**Check your understanding:**
[a] Quote the EuroMaidan passage from "This presentation raises" up to and including "renewed Ukrainian state?".
[b] Extend the EuroMaidan passage past its last sentence.

EuroMaidan in Ukraine: Its Meaning and After-Effects

This is an Archive of a Past Event

This presentation raises a number of questions:  Was EuroMaidan the repetition of a well-known scenario or a truly innovative Event? Does it prove that Ukraine is ‘essentially European’ and, more decisively, can it revive the idea of Europe and ‘Europeanness’ for the Europeans themselves? Was it a truly unprecedented experience for all participants but poorly articulated for the external audience? Has the spirit of EuroMaidan disappeared in contemporary Ukraine – and must we identify the armed conflict that it triggered as a devalorization of the Event? The key question, however, for all Ukrainians at home and abroad has become whether the core of the EuroMaidan experience may become the point of departure towards of renewed Ukrainian state?

[Stored items]
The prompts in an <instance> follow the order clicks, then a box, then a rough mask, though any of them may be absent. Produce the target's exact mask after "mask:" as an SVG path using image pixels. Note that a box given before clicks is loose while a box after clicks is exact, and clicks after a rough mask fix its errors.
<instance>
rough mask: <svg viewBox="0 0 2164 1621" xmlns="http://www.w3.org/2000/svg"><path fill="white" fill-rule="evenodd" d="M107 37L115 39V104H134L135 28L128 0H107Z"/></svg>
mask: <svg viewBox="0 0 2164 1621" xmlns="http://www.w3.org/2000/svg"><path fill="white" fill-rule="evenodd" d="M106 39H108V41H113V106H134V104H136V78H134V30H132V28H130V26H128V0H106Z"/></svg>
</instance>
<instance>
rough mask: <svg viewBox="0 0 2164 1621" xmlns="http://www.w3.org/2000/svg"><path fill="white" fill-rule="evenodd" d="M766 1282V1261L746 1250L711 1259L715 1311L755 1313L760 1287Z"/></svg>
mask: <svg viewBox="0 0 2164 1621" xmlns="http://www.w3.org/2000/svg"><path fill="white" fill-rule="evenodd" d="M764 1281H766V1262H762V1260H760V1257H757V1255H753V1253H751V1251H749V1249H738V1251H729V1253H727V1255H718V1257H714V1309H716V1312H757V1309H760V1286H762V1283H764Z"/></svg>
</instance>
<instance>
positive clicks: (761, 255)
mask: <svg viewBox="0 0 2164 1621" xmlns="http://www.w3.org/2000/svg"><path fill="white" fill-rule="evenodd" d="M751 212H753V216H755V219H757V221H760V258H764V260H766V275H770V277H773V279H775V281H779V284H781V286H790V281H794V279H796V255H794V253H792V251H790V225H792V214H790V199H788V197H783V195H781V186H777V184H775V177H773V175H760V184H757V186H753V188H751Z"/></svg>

**Responses by item number:**
[a]
This presentation raises a number of questions:  Was EuroMaidan the repetition of a well-known scenario or a truly innovative Event? Does it prove that Ukraine is ‘essentially European’ and, more decisively, can it revive the idea of Europe and ‘Europeanness’ for the Europeans themselves? Was it a truly unprecedented experience for all participants but poorly articulated for the external audience? Has the spirit of EuroMaidan disappeared in contemporary Ukraine – and must we identify the armed conflict that it triggered as a devalorization of the Event? The key question, however, for all Ukrainians at home and abroad has become whether the core of the EuroMaidan experience may become the point of departure towards of renewed Ukrainian state?

[b]
Valeria Korablyova is an Associate Professor at Taras Shevchenko National University of Kyiv (Ukraine) and a Carnegie Visiting Research Fellow at Stanford in Fall-Winter 2014-2015. She has recently worked on the concept of ‘ideology’ within its broader social and cultural context. In 2013-2014 she conducted a research project on ideological discourses in post-Soviet Belarus and Ukraine (the European Humanities University, Carnegie Corporation grant). Her new book Соціальні смисли ідеології (Social Senses of Ideology, Kyiv University Press, to forthcoming) focuses on phenomena of ideology in modern Europe and in the contemporary global world, based on its representations in politics, economy and culture; whereas her current research at Stanford deals with the ideological situation and social space in present-day Ukraine.